◆ SOURCE EXTRACT:
-----

While education serves various important roles such as intellectual enrichment, social mobility and social status, the primary purpose of education from an economic perspective is to make us more productive on the labor market. Most economists believe that the positive returns to education (i.e., the wage premium associated with an extra year of education keeping other factors constant) observed worldwide suggest that education helps companies become more productive and, in return, these companies are willing to pay higher wages for better-educated employees.

If too few university graduates is a key constraint to higher competitiveness of the economy of Sri Lanka, we would expect to see companies in the private sector fiercely competing for those few new graduates that emerge each year from Sri Lanka’s higher education institutions. As a result of this competition, we would expect the unemployment rates of university graduates to be low, and the wage premium they are paid to be high. These two characteristics would together give a clear signal that Sri Lanka is facing shortages of tertiary education graduates.

ARE SRI LANKAN UNIVERSITY GRADUATES EASILY FINDING JOBS?
The average annual rate of net university graduates inflows into the labor market between 2011 and 2015 based on Labor Force Survey (LFS) data was around 23,000. On the aggregate, there were about as many net new jobs created for these graduates over the same time period, suggesting a very high job placement rate. As a result, the employment rates for highly educated men remained very high (about 94%), while those of highly educated women even increased, from 73% in 2010 to 84% in 2015 (Figure 1). These aggregate patterns indeed suggest that the labor market of university graduates is tight.

Figure 1: Unemployment and non-participation rates of university graduates and postgraduates by gender

Figure 1: Unemployment and non-participation rates of university graduates and postgraduates by gender

 

Source: Labor Force Survey (LFS) Sri Lanka 2010-2015. Note: Includes 15-65 year olds, all higher education levels and institutions.

DO UNIVERSITY GRADUATES RECEIVE HIGH WAGE PREMIUMS AT THE JOB?

-----

◆ PROBLEM DETAILS: Reproduce the passage on Sri Lankan university graduates and the labor market word for word, from "If too few university" up to and including "tertiary education graduates.".

-----

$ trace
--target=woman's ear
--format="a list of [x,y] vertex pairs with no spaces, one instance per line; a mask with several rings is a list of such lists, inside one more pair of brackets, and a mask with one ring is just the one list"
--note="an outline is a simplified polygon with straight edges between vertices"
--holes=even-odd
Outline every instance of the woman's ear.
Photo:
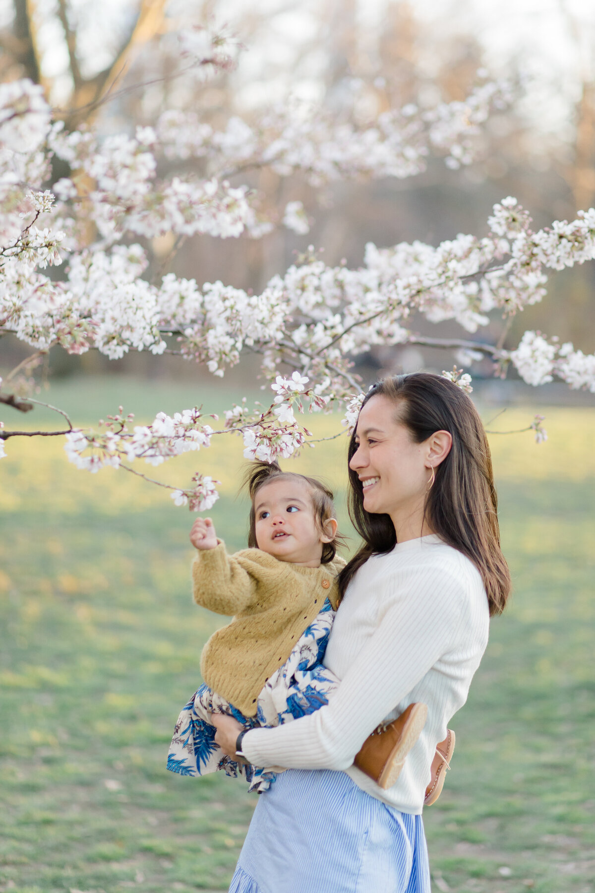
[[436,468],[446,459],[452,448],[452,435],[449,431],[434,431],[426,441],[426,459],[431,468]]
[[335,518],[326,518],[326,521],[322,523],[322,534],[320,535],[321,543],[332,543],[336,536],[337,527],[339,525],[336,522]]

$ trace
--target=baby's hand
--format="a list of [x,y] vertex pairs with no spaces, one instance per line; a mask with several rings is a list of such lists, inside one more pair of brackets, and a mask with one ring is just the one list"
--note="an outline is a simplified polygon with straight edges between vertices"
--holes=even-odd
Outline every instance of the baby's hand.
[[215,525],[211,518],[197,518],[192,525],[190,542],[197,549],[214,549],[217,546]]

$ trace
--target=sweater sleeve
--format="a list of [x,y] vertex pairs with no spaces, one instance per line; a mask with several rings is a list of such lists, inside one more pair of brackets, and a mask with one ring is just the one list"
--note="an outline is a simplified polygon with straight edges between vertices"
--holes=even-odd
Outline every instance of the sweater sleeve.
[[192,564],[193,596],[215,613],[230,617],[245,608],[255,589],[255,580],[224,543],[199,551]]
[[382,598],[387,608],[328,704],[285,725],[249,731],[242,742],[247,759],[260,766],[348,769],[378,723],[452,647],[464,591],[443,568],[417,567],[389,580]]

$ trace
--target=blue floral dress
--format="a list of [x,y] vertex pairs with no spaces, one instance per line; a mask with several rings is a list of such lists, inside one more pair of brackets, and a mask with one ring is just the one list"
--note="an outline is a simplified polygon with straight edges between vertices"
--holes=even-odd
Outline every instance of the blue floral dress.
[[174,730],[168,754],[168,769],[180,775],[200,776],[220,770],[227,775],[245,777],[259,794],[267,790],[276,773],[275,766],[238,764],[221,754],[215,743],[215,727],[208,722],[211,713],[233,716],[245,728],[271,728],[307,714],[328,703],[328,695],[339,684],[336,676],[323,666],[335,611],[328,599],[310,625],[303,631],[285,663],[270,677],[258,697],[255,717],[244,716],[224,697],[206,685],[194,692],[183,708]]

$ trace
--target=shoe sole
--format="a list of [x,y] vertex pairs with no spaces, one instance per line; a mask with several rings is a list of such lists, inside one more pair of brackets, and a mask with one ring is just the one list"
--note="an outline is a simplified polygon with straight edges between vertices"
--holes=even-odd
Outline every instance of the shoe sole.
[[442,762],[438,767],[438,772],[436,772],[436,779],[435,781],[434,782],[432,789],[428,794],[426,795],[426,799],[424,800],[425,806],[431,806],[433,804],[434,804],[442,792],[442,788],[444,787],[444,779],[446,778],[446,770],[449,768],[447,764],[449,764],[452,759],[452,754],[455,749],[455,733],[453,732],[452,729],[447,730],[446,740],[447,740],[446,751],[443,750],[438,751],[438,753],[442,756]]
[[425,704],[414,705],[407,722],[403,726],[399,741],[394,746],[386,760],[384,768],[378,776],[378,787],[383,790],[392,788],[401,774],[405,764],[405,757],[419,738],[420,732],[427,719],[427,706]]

-----

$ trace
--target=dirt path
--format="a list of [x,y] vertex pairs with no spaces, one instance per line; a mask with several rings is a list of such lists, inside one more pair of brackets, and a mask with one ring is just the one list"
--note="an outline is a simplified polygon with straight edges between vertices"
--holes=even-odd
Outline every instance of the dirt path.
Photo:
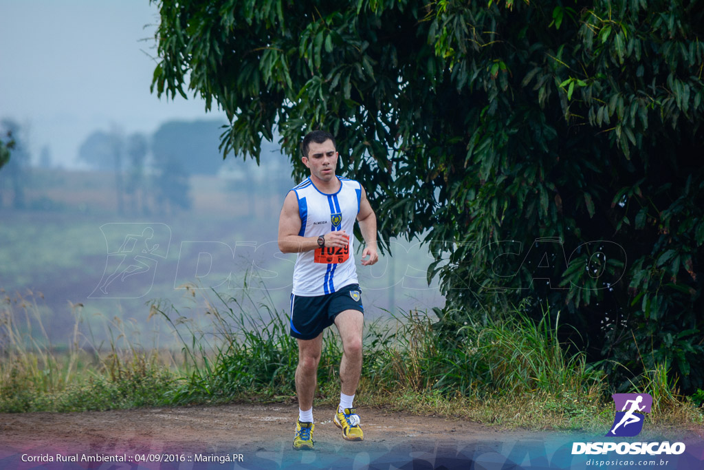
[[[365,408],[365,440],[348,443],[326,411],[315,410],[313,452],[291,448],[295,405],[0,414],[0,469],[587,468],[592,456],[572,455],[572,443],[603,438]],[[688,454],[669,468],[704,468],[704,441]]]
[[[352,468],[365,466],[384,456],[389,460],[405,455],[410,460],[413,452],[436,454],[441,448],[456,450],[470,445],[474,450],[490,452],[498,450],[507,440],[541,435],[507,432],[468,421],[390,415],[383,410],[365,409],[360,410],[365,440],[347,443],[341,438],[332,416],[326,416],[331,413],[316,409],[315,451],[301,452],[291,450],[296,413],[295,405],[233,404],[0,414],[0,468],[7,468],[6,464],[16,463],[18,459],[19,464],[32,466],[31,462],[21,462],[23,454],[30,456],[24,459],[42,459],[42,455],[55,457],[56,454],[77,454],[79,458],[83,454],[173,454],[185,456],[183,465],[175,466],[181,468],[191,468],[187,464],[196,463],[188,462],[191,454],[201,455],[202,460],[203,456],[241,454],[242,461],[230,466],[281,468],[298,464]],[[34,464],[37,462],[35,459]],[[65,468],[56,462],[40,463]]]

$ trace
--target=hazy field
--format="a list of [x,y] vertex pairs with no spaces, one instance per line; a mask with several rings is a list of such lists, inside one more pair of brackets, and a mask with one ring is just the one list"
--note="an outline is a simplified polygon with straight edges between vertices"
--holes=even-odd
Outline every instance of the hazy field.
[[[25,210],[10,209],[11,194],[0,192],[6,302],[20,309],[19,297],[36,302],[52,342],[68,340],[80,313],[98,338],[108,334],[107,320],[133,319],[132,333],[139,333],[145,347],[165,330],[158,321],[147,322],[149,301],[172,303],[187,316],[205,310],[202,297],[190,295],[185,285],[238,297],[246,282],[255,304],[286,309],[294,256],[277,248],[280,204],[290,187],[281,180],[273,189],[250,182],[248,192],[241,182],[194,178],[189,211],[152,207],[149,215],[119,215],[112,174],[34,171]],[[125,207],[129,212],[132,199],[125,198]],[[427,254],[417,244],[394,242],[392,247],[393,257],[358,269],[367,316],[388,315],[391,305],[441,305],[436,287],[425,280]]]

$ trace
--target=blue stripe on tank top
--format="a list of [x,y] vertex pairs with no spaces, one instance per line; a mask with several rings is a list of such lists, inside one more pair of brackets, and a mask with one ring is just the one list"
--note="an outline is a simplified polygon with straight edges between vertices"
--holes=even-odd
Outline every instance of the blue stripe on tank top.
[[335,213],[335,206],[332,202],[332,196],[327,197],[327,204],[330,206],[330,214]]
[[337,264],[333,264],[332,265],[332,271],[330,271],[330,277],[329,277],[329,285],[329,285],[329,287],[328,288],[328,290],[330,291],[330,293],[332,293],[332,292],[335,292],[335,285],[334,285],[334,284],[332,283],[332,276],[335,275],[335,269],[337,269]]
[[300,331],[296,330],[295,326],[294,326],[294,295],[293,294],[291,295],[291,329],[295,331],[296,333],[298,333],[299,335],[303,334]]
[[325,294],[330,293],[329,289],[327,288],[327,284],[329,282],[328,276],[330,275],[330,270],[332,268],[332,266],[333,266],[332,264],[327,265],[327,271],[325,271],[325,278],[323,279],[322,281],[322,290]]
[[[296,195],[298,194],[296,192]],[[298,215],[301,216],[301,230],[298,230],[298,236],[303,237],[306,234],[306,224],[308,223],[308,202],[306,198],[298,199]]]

-----

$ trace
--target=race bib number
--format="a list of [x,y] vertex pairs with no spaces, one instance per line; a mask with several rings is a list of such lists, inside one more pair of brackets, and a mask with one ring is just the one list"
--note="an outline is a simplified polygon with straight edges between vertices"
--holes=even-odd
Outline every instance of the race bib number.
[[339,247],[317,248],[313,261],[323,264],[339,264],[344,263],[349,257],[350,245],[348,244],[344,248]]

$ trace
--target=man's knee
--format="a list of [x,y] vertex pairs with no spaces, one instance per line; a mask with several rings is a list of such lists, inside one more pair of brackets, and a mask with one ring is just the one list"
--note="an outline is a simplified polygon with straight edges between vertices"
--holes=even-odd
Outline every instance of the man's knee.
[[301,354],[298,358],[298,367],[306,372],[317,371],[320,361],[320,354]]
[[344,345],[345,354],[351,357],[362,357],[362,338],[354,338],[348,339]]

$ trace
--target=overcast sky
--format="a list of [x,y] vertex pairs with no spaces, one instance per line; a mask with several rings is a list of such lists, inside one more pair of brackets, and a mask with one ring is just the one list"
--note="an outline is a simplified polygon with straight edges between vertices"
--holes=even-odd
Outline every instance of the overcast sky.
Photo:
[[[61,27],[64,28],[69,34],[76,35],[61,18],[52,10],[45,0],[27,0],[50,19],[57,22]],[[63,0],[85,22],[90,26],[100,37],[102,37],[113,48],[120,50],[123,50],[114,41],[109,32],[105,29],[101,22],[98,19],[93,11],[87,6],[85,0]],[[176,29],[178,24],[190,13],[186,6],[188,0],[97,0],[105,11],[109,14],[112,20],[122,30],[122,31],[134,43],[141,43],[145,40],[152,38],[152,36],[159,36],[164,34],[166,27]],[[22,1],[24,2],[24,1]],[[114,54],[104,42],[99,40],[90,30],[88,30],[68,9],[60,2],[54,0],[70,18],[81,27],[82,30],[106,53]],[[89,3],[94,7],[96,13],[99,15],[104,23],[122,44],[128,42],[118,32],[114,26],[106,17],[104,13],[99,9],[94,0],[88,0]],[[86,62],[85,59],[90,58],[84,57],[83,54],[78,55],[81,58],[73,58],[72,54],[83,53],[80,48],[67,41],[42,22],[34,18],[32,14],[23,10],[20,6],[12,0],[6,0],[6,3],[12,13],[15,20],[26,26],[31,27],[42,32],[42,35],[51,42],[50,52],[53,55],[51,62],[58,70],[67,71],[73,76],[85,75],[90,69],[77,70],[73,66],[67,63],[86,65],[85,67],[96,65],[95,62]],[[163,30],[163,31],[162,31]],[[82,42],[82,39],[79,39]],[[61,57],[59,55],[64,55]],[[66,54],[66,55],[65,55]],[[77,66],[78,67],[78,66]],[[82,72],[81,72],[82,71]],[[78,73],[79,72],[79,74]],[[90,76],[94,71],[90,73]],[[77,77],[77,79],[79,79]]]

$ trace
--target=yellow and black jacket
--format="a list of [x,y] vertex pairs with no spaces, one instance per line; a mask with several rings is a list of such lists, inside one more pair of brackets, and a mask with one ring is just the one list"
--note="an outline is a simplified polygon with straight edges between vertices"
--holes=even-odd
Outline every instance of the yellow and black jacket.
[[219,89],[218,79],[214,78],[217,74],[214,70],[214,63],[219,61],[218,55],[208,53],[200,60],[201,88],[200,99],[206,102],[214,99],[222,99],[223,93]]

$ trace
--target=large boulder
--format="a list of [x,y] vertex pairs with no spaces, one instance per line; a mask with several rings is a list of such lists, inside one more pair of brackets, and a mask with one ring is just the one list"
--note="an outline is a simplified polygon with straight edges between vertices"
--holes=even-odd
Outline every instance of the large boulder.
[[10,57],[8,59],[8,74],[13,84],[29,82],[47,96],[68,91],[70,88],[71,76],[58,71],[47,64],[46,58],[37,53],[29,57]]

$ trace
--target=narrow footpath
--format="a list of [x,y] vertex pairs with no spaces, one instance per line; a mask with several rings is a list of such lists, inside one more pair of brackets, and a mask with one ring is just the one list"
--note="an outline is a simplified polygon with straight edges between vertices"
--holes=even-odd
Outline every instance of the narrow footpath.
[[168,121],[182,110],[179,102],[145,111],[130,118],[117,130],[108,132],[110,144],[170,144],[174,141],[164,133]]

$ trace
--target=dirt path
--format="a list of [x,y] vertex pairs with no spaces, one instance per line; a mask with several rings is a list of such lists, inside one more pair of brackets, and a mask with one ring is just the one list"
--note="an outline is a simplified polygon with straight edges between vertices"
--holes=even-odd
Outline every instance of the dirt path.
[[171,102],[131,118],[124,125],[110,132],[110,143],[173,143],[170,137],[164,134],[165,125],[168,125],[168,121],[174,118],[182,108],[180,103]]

-----

◆ EXERCISE RESULT:
If too few university graduates is a key constraint to higher competitiveness of the economy of Sri Lanka, we would expect to see companies in the private sector fiercely competing for those few new graduates that emerge each year from Sri Lanka’s higher education institutions. As a result of this competition, we would expect the unemployment rates of university graduates to be low, and the wage premium they are paid to be high. These two characteristics would together give a clear signal that Sri Lanka is facing shortages of tertiary education graduates.